== PROBLEM TO SOLVE ==
Repeat every entry exactly as it appears.

[Point-per-instance localization data]

· · ·

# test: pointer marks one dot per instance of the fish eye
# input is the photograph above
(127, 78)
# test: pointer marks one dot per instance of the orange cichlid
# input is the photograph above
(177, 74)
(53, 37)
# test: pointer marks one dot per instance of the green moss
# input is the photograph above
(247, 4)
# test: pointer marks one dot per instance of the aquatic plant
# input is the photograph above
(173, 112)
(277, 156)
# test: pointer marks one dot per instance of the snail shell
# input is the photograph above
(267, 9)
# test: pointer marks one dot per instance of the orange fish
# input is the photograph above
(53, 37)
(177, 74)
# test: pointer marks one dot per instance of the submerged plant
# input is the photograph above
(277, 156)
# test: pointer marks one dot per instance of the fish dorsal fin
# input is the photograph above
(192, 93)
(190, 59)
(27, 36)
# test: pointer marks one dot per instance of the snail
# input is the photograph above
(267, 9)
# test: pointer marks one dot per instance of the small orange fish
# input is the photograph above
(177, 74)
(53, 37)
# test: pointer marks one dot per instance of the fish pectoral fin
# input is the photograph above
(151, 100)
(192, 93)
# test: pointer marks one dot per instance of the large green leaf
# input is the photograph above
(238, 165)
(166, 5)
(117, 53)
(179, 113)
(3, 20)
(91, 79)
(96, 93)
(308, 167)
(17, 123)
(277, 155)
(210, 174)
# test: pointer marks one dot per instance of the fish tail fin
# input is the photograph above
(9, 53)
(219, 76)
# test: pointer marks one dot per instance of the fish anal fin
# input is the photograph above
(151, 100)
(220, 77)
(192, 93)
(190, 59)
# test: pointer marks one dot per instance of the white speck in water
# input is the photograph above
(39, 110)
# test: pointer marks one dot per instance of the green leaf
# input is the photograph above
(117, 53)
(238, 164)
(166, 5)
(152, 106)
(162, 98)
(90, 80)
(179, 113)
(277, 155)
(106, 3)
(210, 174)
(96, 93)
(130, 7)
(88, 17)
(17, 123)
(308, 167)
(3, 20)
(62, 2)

· · ·

== THE ANSWER ==
# test: pointer marks one dot per instance of the fish eye
# input is the photograph above
(127, 78)
# test: pointer marks one dot per instance of the orange cichlid
# input is the photograph above
(177, 74)
(53, 37)
# test: pointer marks one dot per instance of the green moss
# input is the photograph above
(247, 4)
# test: pointer marks one dot per instance of the aquatic plant
# input is the photograph above
(173, 112)
(277, 156)
# test: pointer marks one dot per instance of the snail shell
# input is the photograph above
(267, 9)
# test: pointer marks one dot per instance of the orange fish
# input is the photograph above
(53, 37)
(177, 74)
# test: pointer marks one dot per instance of the submerged plant
# input is the photograph above
(277, 156)
# test: pointer marks one dot per instance of the fish dorsal fin
# input is the photograph above
(192, 93)
(190, 59)
(27, 36)
# test: pointer marks one dot per instance of the snail
# input is the photograph above
(267, 9)
# test: pointer marks one dot per instance of the small orange fish
# input is the photograph above
(177, 74)
(53, 37)
# test: pointer marks one dot per instance of the fish pectoral fin
# input is the photograph above
(151, 100)
(192, 93)
# test: pointer marks one dot per instance of the large green leaf
# input is the photograph above
(238, 165)
(166, 5)
(117, 53)
(179, 113)
(3, 20)
(91, 79)
(96, 93)
(308, 167)
(17, 123)
(277, 155)
(210, 174)
# test: pointer marks one dot per instance of the fish tail fin
# input is the photograph above
(9, 53)
(219, 76)
# test: pointer marks one dot per instance of the fish anal fin
# input is the photograph above
(151, 100)
(220, 77)
(192, 93)
(190, 59)
# test: pointer marks one dot per instance of the white speck in water
# input is the photograph above
(39, 110)
# test: pointer marks one dot per instance of the green leaf
# input is the photograph above
(117, 53)
(238, 164)
(166, 5)
(152, 106)
(162, 98)
(90, 80)
(179, 113)
(277, 155)
(106, 3)
(210, 174)
(96, 93)
(130, 7)
(88, 17)
(17, 123)
(308, 167)
(3, 20)
(62, 2)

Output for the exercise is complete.